• Data for the task:
-=-=-=-=-

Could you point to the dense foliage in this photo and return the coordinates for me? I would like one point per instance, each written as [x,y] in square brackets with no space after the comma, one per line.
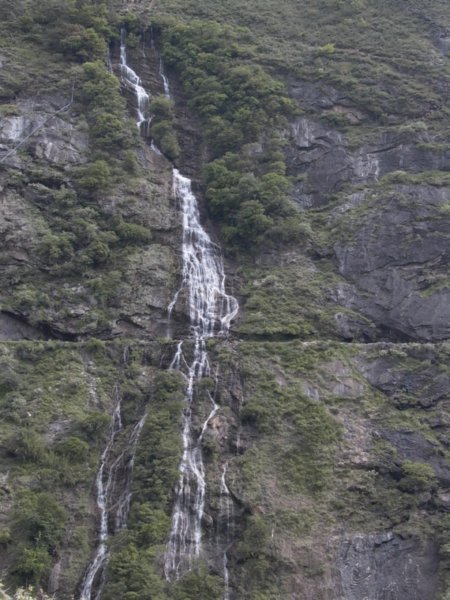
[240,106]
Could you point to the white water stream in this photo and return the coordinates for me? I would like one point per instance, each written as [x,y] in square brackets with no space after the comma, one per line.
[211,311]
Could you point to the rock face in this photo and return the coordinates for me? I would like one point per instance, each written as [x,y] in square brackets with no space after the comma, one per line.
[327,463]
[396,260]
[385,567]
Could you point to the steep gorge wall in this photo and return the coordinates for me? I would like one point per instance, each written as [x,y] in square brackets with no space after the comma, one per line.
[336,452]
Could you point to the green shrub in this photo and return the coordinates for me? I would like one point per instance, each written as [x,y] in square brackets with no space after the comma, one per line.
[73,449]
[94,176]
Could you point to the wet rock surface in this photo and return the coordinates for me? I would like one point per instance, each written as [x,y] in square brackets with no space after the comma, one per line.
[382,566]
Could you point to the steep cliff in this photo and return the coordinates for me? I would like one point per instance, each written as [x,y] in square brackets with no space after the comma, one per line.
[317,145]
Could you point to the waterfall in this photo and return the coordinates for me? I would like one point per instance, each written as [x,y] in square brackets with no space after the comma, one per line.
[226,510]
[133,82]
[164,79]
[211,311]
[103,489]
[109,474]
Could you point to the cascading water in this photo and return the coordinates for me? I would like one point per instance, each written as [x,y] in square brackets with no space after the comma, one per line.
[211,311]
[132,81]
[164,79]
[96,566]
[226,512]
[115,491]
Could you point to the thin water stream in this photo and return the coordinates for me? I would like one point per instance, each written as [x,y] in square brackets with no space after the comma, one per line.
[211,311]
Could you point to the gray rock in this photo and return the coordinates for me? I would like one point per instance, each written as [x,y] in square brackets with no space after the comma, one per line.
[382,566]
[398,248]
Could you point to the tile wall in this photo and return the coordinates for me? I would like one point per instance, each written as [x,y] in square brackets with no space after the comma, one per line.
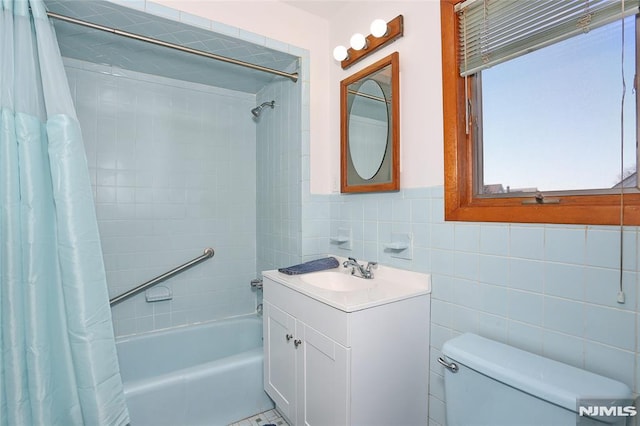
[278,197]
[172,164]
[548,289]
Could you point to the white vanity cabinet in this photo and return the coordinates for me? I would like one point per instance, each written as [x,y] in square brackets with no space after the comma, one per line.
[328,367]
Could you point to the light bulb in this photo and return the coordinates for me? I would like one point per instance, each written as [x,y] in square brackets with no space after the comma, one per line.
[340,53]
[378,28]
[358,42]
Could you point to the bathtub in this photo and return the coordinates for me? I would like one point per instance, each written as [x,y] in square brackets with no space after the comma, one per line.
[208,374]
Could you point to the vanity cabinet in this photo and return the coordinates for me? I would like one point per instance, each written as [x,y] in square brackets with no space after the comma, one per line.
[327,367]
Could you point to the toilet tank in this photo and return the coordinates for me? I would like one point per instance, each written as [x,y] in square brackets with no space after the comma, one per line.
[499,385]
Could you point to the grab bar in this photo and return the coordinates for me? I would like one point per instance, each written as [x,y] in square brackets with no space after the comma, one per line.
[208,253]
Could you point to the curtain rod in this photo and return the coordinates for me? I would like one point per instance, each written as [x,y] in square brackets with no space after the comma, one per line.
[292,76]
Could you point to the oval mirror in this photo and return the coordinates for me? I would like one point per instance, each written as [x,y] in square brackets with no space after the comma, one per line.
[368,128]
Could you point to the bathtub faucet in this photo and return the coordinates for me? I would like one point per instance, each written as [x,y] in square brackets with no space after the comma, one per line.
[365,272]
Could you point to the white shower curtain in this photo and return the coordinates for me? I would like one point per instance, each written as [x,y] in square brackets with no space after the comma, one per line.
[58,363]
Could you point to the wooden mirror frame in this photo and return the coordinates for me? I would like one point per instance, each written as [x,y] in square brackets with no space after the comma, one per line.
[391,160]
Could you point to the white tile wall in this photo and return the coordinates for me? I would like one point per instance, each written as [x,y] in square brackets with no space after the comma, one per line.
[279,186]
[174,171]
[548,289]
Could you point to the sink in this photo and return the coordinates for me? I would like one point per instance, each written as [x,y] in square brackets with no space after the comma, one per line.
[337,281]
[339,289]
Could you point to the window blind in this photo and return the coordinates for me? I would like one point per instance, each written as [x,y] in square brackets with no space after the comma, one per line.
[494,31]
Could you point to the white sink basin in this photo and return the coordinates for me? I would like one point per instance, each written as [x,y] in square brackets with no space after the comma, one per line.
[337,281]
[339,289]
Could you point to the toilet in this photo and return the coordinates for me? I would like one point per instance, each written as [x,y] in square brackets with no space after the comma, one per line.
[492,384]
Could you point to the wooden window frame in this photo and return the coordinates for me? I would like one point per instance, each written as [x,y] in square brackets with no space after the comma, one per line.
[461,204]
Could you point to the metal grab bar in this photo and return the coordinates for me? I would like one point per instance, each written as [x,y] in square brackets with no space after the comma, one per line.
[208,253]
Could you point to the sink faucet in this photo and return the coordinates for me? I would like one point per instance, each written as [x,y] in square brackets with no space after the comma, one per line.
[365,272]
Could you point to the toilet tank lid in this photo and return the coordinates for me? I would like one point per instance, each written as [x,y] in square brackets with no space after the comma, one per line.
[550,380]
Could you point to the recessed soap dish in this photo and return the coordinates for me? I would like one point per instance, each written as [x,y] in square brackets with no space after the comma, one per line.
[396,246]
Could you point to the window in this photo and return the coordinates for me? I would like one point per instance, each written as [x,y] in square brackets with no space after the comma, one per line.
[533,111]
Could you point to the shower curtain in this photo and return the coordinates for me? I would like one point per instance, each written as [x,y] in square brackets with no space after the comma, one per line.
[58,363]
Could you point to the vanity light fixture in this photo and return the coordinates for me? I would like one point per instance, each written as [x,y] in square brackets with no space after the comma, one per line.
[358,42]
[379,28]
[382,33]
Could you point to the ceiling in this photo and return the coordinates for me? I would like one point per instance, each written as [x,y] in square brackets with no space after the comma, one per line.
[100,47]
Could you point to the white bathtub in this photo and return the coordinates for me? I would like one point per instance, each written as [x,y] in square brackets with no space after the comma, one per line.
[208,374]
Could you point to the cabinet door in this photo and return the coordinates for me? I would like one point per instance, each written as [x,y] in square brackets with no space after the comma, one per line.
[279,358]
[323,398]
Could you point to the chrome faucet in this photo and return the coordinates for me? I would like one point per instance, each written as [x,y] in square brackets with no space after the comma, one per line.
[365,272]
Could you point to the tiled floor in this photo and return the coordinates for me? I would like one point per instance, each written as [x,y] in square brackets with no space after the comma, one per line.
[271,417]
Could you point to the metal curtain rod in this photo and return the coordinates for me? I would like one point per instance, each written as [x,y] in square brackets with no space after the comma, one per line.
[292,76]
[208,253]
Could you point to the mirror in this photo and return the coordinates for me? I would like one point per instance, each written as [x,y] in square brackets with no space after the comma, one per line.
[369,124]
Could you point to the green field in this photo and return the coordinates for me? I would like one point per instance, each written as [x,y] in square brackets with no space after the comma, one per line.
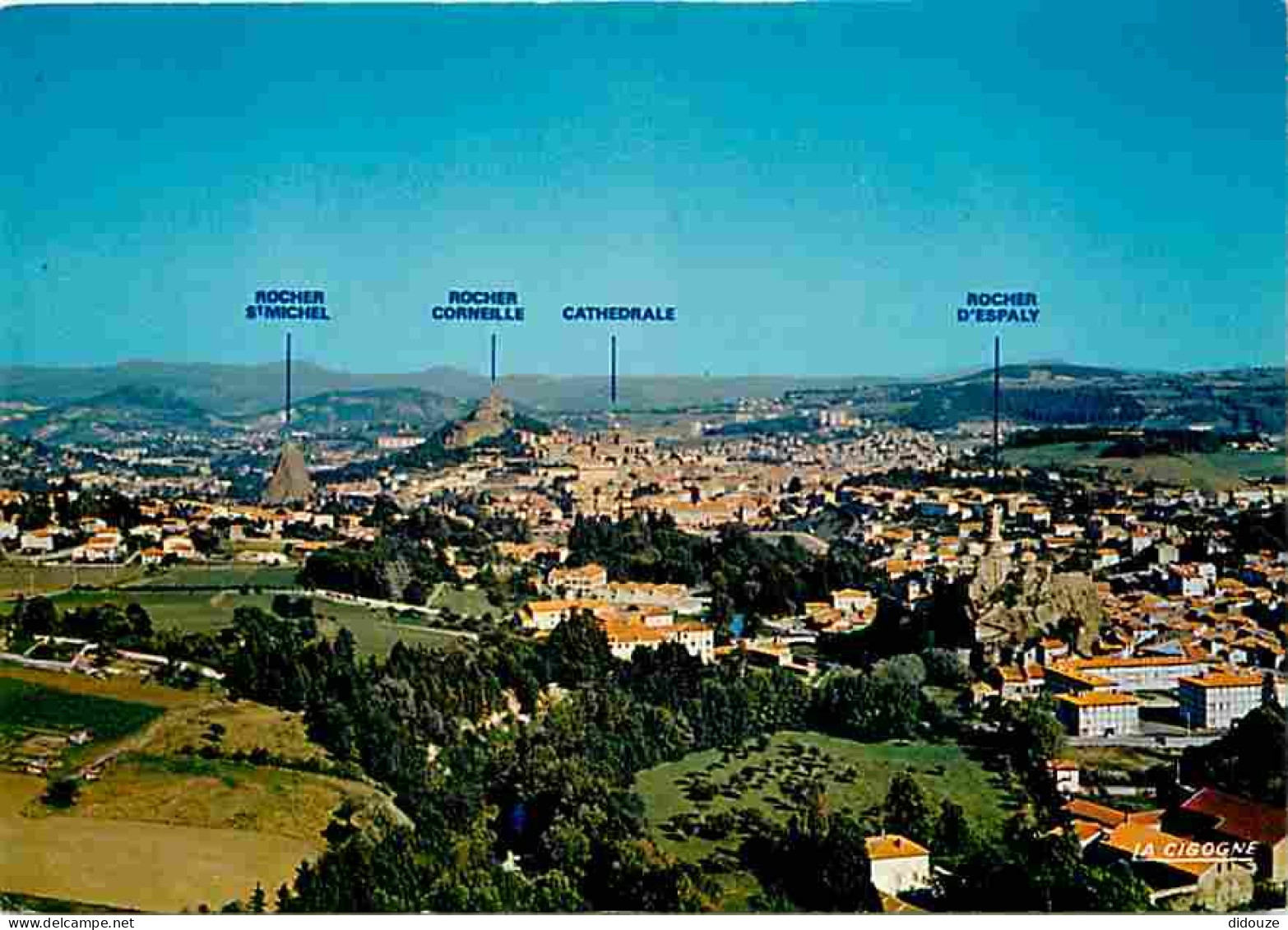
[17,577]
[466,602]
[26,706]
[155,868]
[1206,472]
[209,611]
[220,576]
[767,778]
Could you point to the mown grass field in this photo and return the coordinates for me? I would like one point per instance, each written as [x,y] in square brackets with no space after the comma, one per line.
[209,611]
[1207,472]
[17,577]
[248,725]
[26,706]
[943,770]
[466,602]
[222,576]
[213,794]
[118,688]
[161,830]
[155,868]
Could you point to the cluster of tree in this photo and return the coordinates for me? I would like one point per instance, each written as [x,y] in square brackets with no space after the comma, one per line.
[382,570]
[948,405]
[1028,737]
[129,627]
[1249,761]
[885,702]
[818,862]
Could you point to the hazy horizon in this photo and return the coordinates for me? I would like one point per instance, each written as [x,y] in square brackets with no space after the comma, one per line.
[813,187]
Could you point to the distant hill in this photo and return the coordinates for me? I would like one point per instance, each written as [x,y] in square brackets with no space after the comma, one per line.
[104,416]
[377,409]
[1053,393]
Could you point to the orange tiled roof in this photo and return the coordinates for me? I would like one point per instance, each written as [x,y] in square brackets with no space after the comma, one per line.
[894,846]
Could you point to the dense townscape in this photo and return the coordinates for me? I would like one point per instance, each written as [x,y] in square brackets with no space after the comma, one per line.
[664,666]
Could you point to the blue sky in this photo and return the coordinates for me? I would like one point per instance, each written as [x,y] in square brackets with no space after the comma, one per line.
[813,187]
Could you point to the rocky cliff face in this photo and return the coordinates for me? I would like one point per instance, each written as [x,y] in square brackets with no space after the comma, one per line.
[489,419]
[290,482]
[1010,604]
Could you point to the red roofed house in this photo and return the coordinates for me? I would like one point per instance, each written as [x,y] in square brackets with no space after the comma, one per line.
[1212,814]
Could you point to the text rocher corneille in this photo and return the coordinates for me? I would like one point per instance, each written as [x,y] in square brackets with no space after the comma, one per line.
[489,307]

-=-=-=-=-

From the line containing "Could you point to the distant" through the closing line of the material above, return every line exactly and omit all others.

Could you point to the distant hill in this photo and return the coordinates for me? I would like one point per instance, each written as [x,y] in square brackets with no space after the comma, one per line.
[104,416]
[377,409]
[1053,393]
Could you point to the orange tiled roof in this photo and return the coordinates for me? I would like one point per instance, each written as [x,y] in square brackets with no space after the comma, one per line.
[894,846]
Could you point to the dense townscape in this photo and return the coordinates for me? I would like one point per instance, each written as [x,y] in square brackets with no space after the comma, one per line.
[664,666]
Could you point to the blue sky in this photo and return the coordinates for me? I would like one point per instance, each written as [x,y] in square brackets with no space after the comma, one per line.
[813,187]
Could you point to the rocky cliff face in this photo and return the coordinates for me? I would like one point per instance, each written as [x,y] in square brackets with no space after the comma, one per line.
[489,419]
[290,482]
[1010,604]
Could you point to the red roofed house in this photo and return the coordinates for me? I would like one point per instance, each written as [x,y] in square brackets with no space after the comma, one per line.
[1212,814]
Could you point to the text rocher corneille in this photo and return the coordinates for me? I would like one point per instance, each written as [x,y] in square brackets with no space after the comma, one per line.
[489,307]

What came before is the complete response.